■ Metin bölümü
━━━━━━
28 Kasım 2014 Cuma

Kitap Yorumu #4 : Olimpos'un Kanı

Öncelikle hepinizden özür dilemek istiyorum. Bir süredir bloga yazı yazmıyorum. Bilgisayar erişimim yoktu fakat artık yeniden döndüm. Dönüşümü de ikinci blog turumuzun hemen öncesinde, Percy Jackson efsanesi ile yapmak istedim.


Hayatımın serisi Percy Jackson.

11 yaşımdan beri bıkmadan, usanmadan okuduğum harika karakter. Bana mitolojiyi sevdiren, ilgi duymamı sağlayan ve beni Apollon'la tanıştıran bu harika çocuk.  Modern Dünya'nın Herkül'ü olarak biliniyor artık ve bu efsane sona erdi! Percy Jackson efsanesi, bitti!
━━━━━━
■ Verilen veriler
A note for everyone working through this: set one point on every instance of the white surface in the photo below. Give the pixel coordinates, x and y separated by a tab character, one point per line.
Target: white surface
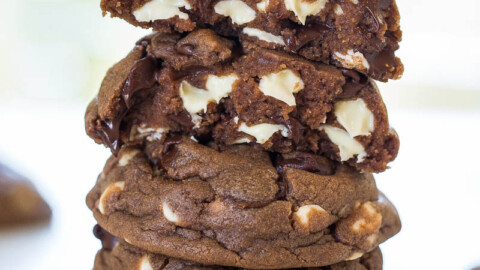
435	184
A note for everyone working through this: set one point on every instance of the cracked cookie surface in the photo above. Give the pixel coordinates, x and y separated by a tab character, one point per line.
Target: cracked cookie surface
360	34
240	206
127	257
212	88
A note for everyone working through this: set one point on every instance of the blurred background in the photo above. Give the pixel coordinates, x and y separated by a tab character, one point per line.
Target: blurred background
54	54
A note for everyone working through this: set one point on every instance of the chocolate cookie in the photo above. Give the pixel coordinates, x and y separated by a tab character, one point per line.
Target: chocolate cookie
127	257
209	87
240	206
19	201
361	34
━━━━━━
■ Görev amacı
Percy Jackson kitap yorumunda "Öncelikle hepinizden özür" ifadesinden başlayıp aşağıya doğru "ile yapmak istedim." ifadesine kadar uzanan her şeyi kelimesi kelimesine yazın.

■ Çözüm
Öncelikle hepinizden özür dilemek istiyorum. Bir süredir bloga yazı yazmıyorum. Bilgisayar erişimim yoktu fakat artık yeniden döndüm. Dönüşümü de ikinci blog turumuzun hemen öncesinde, Percy Jackson efsanesi ile yapmak istedim.